§ **Goal of the exercise**:
Could you collect every line of the records below that contains the word "roof", matching its case exactly?

§ **Provided records**:
%%
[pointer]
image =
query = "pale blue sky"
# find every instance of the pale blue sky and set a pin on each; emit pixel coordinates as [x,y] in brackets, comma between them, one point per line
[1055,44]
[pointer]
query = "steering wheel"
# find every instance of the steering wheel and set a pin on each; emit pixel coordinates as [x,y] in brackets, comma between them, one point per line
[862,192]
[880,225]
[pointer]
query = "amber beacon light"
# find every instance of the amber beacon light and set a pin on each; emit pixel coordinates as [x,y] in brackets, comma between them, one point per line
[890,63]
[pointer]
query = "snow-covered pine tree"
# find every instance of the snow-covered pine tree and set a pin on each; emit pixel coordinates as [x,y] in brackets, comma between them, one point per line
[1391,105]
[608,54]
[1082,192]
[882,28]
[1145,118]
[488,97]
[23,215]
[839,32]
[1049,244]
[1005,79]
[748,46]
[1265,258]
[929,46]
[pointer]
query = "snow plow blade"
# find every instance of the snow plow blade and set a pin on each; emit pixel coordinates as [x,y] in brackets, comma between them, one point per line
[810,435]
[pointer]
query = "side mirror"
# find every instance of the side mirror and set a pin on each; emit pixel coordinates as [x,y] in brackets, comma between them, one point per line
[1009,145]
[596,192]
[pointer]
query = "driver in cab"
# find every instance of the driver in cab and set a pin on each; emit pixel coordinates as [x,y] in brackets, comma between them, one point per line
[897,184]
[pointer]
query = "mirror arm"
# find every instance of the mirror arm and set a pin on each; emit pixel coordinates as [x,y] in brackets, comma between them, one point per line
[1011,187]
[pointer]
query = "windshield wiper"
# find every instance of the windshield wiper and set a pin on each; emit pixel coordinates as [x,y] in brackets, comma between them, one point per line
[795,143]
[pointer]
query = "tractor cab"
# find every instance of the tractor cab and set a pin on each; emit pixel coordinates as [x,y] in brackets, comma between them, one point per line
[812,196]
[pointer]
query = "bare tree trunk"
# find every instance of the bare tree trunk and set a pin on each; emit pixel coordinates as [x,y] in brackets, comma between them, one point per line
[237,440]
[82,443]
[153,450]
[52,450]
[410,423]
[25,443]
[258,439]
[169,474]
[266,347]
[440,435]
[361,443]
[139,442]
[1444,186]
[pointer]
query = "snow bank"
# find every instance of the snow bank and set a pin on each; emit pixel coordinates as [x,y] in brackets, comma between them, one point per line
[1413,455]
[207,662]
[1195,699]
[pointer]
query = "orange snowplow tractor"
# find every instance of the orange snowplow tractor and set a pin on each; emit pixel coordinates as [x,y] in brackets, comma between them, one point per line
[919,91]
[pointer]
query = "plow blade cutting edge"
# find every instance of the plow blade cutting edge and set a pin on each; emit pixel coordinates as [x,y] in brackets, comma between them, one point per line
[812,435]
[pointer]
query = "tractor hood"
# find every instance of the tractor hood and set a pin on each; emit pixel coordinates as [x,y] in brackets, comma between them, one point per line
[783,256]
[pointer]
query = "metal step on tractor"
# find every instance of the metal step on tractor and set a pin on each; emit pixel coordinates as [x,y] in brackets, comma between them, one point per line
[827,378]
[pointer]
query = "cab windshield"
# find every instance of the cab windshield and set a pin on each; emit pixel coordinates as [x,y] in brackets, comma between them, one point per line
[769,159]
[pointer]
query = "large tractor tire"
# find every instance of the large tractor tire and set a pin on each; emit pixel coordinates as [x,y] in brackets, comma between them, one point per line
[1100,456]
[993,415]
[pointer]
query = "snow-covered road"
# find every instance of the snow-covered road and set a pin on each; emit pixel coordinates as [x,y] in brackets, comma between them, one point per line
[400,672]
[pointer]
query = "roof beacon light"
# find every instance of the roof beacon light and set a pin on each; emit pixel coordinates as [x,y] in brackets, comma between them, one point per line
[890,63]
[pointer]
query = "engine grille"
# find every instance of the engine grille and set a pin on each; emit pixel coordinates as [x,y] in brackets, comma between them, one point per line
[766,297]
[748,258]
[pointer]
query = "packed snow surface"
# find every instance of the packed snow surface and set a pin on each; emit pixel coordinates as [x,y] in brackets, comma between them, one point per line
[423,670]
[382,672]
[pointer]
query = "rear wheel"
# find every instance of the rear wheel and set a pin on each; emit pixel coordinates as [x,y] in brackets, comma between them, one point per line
%%
§ **Full answer**:
query = "roof beacon light"
# find every instance of the roof beacon light and set a pin on each; emit pixel coordinates as [x,y] in brackets, comma between them, one point per line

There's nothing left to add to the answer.